GIVEN EXERCISE >>
Copy the lines below verbatim, beginning with the line that includes "the ship mast;" and continuing to the end; leave out everything before it.

TASK DATA >>
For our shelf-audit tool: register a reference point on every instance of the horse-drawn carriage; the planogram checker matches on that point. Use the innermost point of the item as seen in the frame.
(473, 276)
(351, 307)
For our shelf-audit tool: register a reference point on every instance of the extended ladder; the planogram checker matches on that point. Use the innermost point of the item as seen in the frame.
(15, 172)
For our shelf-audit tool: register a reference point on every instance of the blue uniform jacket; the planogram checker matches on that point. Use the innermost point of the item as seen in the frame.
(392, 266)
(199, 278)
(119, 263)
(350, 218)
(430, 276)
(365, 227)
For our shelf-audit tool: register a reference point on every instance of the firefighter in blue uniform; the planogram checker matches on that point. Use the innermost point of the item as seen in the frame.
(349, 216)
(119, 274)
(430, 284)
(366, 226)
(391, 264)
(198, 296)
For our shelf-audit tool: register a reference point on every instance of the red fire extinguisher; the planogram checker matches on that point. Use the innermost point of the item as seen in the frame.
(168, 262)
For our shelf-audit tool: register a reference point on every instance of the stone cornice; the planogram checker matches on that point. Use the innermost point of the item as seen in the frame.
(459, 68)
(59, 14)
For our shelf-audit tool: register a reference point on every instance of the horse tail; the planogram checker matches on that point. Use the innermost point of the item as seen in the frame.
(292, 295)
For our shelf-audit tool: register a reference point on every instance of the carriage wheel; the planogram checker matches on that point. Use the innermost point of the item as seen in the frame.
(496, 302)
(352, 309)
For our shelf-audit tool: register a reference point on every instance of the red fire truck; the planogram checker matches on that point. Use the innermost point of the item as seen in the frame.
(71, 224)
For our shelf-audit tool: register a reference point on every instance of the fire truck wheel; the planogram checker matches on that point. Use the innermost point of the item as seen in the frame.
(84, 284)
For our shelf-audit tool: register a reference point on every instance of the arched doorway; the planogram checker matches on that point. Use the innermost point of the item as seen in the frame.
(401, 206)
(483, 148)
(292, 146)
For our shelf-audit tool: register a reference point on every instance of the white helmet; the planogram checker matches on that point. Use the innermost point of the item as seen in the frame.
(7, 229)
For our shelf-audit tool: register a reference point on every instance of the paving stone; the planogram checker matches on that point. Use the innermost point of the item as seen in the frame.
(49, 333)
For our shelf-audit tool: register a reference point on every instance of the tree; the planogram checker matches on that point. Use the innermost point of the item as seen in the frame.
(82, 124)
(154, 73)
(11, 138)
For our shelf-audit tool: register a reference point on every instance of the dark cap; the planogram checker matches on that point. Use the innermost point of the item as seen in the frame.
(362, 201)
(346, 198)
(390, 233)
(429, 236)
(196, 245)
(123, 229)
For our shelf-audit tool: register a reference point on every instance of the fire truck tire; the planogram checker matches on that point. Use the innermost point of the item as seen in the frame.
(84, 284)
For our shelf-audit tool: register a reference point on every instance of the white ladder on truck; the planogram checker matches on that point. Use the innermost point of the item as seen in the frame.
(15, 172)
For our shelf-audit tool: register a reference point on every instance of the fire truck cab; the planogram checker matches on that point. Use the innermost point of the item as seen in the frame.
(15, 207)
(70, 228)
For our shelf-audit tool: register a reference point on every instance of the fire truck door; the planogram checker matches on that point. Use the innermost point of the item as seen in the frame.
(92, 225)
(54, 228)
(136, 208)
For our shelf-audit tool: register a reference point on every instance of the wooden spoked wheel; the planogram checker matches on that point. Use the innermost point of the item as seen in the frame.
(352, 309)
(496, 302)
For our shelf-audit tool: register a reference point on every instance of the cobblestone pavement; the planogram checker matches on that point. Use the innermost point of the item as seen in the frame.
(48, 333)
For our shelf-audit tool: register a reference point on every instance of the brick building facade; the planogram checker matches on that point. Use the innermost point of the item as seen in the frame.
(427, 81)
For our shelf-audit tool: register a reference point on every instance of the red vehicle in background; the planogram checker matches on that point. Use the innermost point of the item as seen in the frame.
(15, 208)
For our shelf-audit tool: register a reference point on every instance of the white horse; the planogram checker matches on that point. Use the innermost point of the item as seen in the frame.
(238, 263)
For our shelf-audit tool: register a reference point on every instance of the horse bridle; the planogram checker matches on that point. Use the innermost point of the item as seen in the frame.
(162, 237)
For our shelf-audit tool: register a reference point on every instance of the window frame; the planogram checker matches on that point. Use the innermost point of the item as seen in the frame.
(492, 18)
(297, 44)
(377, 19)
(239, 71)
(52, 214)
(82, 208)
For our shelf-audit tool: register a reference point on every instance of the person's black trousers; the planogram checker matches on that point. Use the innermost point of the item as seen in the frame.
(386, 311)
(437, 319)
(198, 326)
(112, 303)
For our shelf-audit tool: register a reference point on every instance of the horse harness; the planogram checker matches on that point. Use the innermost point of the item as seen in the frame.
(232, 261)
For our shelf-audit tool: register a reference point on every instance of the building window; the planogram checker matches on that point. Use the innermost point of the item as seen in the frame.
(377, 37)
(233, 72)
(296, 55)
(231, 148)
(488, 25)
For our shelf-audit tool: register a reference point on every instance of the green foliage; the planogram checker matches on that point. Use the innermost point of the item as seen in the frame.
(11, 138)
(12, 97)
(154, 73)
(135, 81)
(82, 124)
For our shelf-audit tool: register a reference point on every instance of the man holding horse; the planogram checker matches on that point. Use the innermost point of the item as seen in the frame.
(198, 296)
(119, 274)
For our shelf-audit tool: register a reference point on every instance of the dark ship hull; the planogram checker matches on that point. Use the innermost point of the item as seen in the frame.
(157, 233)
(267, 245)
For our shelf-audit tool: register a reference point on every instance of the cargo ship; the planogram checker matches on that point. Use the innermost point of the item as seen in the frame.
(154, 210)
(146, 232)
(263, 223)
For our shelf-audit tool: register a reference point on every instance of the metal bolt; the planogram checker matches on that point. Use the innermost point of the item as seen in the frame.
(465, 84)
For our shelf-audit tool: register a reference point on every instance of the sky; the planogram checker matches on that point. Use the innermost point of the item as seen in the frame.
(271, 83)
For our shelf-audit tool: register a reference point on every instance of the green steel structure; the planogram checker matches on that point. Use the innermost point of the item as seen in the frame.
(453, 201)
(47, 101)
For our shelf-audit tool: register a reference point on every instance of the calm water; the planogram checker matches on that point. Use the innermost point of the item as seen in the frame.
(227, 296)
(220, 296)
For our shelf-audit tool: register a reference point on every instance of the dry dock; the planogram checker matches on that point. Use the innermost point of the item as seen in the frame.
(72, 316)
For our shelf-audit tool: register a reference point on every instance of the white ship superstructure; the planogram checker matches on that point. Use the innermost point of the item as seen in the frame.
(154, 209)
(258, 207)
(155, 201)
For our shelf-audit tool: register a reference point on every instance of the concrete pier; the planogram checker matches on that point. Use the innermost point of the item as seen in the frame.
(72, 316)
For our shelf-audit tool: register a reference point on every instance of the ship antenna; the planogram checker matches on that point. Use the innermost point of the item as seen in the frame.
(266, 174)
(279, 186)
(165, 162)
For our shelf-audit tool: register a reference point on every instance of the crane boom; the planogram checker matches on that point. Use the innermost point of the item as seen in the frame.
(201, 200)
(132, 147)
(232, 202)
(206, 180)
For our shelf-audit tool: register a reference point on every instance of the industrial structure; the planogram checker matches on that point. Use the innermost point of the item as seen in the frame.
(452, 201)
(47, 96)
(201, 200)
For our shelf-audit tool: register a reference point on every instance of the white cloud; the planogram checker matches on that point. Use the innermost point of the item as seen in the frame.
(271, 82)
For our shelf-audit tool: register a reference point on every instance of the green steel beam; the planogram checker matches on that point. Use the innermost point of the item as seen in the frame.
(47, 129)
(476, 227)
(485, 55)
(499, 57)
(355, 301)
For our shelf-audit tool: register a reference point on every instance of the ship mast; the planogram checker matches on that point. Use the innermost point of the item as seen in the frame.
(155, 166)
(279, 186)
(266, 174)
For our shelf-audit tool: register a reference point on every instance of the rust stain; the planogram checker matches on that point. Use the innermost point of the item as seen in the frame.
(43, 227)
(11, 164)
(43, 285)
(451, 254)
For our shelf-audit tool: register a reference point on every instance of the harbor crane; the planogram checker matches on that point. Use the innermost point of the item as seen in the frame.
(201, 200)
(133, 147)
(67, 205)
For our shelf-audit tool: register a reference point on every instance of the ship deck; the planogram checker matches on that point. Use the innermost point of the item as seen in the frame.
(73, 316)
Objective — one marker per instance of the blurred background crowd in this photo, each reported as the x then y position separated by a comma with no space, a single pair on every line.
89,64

ANSWER TO THE EXERCISE >>
For our shelf-audit tool: register a reference point on every instance of the ship mast; the planogram checker matches on that point. Use the innermost point of the item as seen in the frame.
(155, 166)
(279, 186)
(266, 174)
For our shelf-audit tool: register a reference point on every instance of the rust stain; the planogram checker matches on that point. Use the innermost point of the item as seen in the frame.
(43, 227)
(11, 164)
(43, 285)
(451, 254)
For our shelf-audit tool: register a reference point on every instance of the harbor crane; the planogram checker matches on that point. Use the innermost point of the item as seen in the frame.
(201, 200)
(133, 147)
(67, 205)
For our shelf-audit tool: register a reference point on every instance of the ship deck; the planogram checker matches on that point. Use the innermost point of the item as seen in the frame.
(73, 316)
Objective — one marker per instance of the blurred background crowd in this photo, each reported as the x then y position separated by a comma with no space, a single pair on every line.
89,64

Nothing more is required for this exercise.